Alice Allen O'Brien was born in New Orleans on October 6, 1939. She was one of four sisters. Their father Howard, a postal worker, helped her apply for her first library card at age 7. "It was the best gift I ever received," Borchardt said in a 1999 interview with the Austin American-Statesman. Her mother, Katherine, was a feminist who taught Alice to pursue her career goals.

The O'Brien family moved to Richardson, Texas, when Alice was a teenager. She began her nursing career in Houston, where she met and married her husband, Cliff, and lived many years.

After a 30-year career as a licensed vocational nurse, Borchardt faced staff reductions at the hospital where she worked. Her sister Anne, a successful writer since their mid-thirties, encouraged Alice, helped her find an agent, and wrote introductions to several of her books.

Borchardt's death late on July 24, 2007, was reported next day by the mystery writer Bill Crider, a friend. The Houston Chronicle published an obituary five days later. In addition to her husband and sister, who lived in Rancho Mirage, Borchardt was survived by sisters Tamara Tinker of Daly City, Calif., Karen O'Brien and Micki Jenkins of Dallas; and by two nephews, Christopher T. Rice of Los Angeles and Daniel Tinker of Oakland.

######

## WHAT TO WORK ON
Continue the biographical text on Alice Borchardt from the point where it currently ends. Nothing in the records is needed for this exercise.

## DATA SUPPLIED

######

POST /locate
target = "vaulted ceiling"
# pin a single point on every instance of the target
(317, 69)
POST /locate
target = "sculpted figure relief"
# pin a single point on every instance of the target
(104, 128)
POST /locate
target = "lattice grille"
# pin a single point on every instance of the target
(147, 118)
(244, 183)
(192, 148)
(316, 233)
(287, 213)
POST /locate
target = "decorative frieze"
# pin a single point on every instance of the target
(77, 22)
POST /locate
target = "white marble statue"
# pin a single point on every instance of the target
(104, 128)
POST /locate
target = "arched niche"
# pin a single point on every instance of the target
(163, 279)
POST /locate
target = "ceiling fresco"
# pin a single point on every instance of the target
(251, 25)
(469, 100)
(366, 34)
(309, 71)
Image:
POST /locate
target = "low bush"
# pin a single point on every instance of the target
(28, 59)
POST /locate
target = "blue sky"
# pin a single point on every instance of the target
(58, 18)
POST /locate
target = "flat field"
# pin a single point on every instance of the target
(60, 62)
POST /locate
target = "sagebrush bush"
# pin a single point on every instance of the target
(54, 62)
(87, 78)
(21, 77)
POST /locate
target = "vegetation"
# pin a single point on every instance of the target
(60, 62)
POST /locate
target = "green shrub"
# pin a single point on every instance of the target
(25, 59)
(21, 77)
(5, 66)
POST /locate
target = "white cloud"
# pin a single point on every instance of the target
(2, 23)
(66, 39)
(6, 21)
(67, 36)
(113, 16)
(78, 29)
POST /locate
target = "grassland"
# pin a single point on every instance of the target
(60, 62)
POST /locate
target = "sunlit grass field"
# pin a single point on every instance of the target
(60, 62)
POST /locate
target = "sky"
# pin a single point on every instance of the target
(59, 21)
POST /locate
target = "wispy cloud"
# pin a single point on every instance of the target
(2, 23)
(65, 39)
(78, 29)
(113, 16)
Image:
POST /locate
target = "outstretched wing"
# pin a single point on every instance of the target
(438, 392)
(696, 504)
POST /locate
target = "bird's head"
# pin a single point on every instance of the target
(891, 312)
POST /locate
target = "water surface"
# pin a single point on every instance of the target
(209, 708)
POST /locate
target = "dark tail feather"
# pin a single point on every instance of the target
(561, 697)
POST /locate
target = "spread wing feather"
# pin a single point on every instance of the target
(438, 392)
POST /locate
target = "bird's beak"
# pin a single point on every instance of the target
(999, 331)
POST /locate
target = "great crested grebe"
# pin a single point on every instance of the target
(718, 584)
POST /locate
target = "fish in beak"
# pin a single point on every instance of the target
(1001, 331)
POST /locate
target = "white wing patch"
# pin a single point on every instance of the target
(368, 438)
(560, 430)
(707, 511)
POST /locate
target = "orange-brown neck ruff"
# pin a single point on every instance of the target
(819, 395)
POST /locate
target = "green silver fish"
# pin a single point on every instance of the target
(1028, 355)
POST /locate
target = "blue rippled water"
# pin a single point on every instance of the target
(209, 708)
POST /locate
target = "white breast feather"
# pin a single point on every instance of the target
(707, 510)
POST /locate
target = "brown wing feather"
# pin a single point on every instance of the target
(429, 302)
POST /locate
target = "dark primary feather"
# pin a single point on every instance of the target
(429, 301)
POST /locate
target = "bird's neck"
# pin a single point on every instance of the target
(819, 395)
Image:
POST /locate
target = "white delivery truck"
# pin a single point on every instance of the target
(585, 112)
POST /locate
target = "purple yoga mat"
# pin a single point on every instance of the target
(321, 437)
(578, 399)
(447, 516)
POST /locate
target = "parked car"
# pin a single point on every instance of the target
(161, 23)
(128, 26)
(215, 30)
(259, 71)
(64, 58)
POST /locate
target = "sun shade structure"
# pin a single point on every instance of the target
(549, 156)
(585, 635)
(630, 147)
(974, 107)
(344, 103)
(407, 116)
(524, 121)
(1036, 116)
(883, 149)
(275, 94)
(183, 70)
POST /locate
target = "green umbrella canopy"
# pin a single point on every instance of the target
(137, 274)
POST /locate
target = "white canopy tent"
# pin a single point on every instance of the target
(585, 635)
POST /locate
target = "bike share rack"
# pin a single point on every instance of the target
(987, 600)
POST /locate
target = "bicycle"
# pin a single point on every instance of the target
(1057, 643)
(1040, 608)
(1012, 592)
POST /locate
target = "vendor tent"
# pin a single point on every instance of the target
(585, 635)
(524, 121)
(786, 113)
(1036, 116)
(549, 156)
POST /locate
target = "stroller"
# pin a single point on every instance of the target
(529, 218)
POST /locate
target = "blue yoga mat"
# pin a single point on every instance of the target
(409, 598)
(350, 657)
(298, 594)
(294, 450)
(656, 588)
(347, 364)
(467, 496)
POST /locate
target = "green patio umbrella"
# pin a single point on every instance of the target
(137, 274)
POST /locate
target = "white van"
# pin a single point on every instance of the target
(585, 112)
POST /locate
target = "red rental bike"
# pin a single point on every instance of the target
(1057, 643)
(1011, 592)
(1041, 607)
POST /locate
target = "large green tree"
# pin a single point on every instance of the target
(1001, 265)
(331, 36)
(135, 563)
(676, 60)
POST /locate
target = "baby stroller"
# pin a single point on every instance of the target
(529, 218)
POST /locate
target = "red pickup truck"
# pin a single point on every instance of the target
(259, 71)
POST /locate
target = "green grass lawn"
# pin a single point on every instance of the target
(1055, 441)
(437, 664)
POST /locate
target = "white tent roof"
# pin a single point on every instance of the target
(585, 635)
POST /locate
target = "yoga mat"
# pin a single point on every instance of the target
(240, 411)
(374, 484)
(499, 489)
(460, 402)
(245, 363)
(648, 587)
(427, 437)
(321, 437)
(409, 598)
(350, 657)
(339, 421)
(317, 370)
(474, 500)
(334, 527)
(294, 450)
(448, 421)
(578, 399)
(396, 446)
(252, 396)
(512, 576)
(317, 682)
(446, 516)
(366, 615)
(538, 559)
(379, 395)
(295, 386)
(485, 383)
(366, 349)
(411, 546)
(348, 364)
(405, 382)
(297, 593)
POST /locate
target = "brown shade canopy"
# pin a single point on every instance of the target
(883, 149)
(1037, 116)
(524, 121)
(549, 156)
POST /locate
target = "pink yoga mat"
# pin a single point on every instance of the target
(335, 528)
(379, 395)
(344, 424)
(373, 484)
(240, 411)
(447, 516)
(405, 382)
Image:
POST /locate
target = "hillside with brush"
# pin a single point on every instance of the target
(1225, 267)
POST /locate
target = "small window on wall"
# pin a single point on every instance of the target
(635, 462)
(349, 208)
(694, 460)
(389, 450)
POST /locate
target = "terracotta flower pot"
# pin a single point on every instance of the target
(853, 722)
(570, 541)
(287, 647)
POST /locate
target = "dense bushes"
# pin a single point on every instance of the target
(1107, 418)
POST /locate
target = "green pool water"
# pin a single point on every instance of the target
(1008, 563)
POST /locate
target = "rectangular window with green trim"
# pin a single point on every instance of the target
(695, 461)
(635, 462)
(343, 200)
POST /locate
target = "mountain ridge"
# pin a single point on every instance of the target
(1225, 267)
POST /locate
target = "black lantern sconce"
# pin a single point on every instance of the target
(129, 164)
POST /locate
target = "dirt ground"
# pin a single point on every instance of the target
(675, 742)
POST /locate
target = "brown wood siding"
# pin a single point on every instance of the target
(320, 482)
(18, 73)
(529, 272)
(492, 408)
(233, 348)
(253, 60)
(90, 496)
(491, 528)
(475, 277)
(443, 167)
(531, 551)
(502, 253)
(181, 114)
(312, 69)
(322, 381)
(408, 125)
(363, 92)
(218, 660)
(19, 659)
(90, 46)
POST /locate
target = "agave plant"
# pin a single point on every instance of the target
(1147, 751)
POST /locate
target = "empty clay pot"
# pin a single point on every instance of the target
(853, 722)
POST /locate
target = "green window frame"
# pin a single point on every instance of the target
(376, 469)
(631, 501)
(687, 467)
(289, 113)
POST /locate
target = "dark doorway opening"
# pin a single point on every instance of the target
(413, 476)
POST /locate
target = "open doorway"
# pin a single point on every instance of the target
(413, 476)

######

## TASK RESULT
==Literary career==

Borchardt was in her mid-50s when the first of her seven novels, Devoted (1995), was published by Dutton Penguin. She may be best known for the Legends of the Wolves trilogy about werewolves in medieval Rome (The Silver Wolf, Night of the Wolf, and The Wolf King). The orphaned Regeane and the nobleman Maeniel, both shapeshifters -Maeniel being a wolf who is sometimes a man, and Regeane being a woman who is sometimes a wolf-, contend with bullying chieftains, embattled emperors and supernatural interventions. The last book in the series was published in 2001.

==Books==
- Devoted (Dutton Penguin, 1995)
- Beguiled (Dutton, 1996)
In the tenth-century French town of Chantalon, Bishop Owen and his lady, Elin, marshal their forces in a desperate struggle against Viking raiders, but when Owen leaves to seek aid from his kinsmen and is captured by Bretons, Elin is left to defend Chantalon alone.

- Legends of the Wolves trilogy
- The Silver Wolf (Del Rey Books, 1998)
An unwilling pawn in the plotting of the Rome of Charlemagne's time, Regeane is betrothed by her depraved uncle to an unknown barbarian lord. Unable to refuse lest he betray her as a shapeshifting wolf-woman, she is strangely attracted to a dark wolf prowling outside the city gates.
- Night of the Wolf (Del Rey, 1999) – prequel to The Silver Wolf
As the powerful forces of a conquering Rome sweep across ancient Druidic Gaul, an epic battle erupts between the shapeshifter Maeniel, a werewolf, and Dryas, the powerful Druid priestess summoned to destroy him.
- The Wolf King (Del Rey, 2001)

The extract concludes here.